───── RECORDS ─────

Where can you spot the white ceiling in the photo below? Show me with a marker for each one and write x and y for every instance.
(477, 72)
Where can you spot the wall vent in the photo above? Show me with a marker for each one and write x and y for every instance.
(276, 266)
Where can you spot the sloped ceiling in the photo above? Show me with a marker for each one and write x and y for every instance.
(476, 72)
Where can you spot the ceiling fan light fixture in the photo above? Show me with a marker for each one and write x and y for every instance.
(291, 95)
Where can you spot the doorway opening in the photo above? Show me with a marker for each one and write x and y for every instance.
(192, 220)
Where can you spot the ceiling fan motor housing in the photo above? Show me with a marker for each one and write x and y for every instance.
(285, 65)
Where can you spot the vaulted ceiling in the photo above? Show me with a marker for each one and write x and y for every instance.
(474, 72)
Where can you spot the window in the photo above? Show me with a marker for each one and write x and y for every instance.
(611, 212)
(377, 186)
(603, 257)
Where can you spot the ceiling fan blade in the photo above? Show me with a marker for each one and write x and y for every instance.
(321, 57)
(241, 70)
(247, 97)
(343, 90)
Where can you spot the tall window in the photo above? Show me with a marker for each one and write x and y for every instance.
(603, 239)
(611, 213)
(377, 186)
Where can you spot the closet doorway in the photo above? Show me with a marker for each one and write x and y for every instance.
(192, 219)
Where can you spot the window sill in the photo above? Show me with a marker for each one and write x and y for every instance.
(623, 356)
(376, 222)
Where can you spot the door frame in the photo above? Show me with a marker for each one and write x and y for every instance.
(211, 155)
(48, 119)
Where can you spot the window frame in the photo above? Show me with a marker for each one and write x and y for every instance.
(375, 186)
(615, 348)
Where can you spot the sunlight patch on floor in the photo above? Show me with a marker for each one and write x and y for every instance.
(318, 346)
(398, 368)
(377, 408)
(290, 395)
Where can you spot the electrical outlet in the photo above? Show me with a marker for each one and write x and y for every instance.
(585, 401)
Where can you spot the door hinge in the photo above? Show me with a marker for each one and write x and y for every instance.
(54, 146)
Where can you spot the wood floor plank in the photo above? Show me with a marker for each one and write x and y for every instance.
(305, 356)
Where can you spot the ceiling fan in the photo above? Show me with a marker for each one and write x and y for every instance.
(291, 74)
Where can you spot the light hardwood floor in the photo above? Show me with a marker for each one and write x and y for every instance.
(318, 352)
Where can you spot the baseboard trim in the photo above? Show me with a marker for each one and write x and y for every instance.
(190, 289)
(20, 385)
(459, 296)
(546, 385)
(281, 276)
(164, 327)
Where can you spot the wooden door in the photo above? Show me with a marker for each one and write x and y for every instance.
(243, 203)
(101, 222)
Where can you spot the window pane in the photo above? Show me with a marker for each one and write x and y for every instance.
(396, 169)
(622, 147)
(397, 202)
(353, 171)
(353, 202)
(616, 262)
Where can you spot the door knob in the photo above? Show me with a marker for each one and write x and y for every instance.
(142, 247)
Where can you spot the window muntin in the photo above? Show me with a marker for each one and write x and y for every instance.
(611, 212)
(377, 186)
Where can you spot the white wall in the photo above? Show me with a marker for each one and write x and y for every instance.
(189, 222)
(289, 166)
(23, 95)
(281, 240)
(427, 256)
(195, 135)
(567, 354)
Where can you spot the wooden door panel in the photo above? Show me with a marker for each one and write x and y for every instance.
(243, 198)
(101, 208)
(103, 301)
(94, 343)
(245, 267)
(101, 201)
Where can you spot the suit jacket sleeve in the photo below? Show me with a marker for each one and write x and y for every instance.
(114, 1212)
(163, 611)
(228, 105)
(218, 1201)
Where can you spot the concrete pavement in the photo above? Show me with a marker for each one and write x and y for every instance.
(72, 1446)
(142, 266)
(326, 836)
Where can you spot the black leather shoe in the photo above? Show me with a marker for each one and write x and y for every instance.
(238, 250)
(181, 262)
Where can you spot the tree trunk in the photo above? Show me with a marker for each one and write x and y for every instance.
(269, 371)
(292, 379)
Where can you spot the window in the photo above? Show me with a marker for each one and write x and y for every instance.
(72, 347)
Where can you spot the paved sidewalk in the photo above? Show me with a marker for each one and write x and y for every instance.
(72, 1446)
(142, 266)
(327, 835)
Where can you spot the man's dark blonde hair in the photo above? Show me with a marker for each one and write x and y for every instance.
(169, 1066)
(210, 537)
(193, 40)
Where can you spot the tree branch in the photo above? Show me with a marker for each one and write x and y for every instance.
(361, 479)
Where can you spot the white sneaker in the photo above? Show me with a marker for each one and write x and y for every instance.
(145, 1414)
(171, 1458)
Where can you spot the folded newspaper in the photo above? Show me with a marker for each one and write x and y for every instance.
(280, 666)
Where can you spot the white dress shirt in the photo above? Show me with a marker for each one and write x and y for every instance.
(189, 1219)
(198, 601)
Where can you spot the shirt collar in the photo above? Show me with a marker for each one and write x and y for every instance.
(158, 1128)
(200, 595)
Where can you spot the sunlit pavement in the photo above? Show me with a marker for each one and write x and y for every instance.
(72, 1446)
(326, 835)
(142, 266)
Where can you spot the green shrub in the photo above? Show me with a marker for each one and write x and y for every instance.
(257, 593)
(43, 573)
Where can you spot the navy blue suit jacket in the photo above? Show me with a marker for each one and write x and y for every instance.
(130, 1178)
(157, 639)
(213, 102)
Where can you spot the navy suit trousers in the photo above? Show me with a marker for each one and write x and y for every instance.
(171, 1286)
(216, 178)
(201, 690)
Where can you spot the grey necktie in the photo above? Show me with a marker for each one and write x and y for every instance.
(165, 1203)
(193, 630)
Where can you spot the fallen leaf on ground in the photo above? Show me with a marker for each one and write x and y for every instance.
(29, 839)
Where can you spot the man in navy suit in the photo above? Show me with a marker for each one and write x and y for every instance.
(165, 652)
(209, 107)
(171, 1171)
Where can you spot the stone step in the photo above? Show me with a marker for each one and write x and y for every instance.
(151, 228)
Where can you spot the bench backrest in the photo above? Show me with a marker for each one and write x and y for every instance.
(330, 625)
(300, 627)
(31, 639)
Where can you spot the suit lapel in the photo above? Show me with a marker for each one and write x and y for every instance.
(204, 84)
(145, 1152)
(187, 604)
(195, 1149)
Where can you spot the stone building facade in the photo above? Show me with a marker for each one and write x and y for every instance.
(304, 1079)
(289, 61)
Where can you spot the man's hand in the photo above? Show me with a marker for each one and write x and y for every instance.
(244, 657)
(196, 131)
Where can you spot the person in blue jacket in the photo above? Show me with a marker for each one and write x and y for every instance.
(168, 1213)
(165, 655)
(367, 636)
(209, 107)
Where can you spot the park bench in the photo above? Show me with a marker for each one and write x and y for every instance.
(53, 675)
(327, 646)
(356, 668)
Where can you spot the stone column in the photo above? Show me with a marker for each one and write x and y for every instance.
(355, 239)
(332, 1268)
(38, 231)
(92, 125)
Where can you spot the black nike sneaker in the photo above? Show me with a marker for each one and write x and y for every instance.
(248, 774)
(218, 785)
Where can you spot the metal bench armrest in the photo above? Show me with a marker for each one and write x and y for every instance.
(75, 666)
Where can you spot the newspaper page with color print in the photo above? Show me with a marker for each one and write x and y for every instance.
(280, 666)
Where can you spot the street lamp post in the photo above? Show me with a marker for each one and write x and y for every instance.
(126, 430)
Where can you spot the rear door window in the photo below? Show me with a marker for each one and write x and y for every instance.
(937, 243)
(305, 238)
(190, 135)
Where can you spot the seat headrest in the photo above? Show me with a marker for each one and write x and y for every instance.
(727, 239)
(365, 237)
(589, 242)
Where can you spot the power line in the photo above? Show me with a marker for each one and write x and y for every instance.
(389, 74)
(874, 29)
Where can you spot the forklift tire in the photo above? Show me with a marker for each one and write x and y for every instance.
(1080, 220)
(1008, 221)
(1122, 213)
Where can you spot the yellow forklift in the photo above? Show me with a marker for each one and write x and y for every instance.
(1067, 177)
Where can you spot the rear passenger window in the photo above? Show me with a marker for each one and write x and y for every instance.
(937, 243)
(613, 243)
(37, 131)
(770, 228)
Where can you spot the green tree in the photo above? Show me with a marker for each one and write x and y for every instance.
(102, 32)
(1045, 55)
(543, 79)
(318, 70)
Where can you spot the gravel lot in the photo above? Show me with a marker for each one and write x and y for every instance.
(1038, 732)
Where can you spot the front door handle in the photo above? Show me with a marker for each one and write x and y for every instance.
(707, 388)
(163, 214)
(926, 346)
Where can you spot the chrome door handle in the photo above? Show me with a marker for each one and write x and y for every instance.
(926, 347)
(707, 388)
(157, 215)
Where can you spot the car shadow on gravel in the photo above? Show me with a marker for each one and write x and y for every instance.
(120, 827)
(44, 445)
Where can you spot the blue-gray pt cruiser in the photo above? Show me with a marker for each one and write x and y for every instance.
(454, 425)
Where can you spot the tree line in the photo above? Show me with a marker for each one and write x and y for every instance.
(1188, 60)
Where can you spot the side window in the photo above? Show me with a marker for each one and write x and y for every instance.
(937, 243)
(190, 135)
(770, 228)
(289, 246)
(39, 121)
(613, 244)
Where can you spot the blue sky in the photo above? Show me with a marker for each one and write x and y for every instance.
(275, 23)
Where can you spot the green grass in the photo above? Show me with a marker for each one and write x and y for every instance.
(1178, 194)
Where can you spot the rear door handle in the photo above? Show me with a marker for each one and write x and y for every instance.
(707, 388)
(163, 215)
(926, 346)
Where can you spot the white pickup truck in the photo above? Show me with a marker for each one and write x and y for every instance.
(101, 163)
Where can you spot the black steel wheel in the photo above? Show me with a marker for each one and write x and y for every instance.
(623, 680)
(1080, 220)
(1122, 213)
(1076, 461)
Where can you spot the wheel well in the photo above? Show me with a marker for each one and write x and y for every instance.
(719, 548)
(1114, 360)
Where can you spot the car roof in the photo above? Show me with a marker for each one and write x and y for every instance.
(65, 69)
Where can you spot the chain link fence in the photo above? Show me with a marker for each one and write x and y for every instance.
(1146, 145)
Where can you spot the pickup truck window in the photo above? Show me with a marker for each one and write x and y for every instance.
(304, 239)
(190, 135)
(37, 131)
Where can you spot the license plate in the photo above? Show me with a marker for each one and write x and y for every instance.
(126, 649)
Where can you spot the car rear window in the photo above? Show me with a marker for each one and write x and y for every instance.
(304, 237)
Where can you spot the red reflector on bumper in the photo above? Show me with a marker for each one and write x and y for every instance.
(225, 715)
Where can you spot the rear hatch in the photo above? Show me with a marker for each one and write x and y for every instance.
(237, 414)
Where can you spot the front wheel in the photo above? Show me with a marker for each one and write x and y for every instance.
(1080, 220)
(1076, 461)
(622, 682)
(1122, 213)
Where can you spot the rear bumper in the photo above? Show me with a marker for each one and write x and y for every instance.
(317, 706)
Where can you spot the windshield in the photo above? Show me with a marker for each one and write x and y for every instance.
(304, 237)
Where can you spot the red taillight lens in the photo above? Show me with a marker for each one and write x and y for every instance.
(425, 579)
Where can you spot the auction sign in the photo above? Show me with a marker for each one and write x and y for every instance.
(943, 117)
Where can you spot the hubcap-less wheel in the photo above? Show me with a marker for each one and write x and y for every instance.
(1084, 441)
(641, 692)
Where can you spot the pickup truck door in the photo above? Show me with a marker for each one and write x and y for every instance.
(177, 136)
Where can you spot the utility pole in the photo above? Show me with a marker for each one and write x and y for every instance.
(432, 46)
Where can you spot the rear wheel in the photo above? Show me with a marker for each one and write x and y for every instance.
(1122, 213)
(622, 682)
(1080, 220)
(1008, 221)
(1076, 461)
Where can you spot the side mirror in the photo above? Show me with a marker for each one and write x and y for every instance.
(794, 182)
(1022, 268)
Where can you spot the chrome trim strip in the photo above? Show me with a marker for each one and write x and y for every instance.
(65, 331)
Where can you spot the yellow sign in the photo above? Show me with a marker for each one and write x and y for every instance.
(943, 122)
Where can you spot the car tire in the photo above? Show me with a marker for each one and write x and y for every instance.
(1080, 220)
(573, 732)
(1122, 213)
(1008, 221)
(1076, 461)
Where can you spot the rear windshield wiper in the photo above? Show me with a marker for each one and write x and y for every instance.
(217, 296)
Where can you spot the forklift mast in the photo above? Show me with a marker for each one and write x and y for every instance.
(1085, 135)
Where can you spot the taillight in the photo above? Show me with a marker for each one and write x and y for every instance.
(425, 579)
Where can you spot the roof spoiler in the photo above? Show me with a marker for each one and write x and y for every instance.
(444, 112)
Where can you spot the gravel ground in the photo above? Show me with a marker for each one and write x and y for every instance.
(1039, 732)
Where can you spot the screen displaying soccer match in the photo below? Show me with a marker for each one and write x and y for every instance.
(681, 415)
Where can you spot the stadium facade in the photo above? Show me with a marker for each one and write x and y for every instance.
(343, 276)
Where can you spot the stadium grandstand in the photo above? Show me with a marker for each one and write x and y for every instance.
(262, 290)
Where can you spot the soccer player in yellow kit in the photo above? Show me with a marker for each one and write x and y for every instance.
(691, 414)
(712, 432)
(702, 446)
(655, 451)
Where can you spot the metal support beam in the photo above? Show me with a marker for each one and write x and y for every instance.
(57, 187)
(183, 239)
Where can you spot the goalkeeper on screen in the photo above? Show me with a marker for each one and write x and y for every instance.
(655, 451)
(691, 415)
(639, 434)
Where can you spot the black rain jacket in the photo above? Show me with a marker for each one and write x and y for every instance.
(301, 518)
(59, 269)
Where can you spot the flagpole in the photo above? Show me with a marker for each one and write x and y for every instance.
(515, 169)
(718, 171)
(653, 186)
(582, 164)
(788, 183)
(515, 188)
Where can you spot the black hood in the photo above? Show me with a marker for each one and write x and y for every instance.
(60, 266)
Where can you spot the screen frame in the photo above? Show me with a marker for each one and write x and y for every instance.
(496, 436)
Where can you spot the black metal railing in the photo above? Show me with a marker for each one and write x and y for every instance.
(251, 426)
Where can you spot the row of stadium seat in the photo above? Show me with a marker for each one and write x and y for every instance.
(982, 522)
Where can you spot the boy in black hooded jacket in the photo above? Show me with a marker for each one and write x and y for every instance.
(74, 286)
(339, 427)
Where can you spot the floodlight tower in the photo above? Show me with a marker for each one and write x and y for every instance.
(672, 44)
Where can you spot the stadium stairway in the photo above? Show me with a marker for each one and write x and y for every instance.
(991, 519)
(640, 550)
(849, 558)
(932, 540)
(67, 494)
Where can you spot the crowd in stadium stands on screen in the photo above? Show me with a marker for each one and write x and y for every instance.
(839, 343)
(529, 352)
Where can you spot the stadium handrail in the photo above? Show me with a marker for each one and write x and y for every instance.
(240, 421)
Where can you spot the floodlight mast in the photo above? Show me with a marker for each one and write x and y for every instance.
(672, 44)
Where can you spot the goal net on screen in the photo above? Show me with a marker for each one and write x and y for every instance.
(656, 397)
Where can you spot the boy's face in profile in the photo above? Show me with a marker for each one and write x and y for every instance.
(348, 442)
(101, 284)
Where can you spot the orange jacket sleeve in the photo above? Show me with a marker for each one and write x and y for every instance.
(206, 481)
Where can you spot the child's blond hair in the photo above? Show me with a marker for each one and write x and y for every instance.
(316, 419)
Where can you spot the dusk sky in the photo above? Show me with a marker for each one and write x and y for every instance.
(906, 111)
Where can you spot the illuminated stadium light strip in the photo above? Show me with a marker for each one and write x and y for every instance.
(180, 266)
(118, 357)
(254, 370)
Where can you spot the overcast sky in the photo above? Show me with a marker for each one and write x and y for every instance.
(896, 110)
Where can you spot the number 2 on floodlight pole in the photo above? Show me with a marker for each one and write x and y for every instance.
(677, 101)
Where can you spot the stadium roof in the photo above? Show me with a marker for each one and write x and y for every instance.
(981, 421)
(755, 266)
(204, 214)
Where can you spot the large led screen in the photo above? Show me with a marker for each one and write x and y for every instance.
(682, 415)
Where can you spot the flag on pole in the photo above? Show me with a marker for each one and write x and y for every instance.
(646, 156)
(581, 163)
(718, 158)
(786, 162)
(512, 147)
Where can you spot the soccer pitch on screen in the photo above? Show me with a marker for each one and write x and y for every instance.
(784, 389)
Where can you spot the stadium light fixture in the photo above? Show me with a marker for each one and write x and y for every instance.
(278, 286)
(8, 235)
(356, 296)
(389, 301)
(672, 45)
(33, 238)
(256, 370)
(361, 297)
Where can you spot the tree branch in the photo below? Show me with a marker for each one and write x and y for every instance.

─────

▶ THE PROBLEM
Reproduce the lines of the records above, starting with the line containing "Where can you spot the large" and continuing through the end of the records, both ends included.

▶ SOLUTION FOR THIS PROBLEM
Where can you spot the large led screen in the photo above? Show me with a marker for each one and write x and y for every instance.
(682, 415)
Where can you spot the flag on pole in the photo above? Show me with a marker for each one and write x and y for every instance.
(646, 156)
(581, 163)
(718, 158)
(786, 162)
(512, 147)
Where can you spot the soccer pitch on screen in the photo above? Show me with a marker for each one and write x and y for every instance.
(784, 389)
Where can you spot the stadium light fixture in the photo above? Show me with a marker for each one and write x and y for every instance.
(278, 286)
(8, 235)
(356, 296)
(389, 301)
(672, 45)
(33, 238)
(256, 370)
(361, 297)
Where can you spot the tree branch in the photo below? Show me with a marker for each one and write x and y for every instance.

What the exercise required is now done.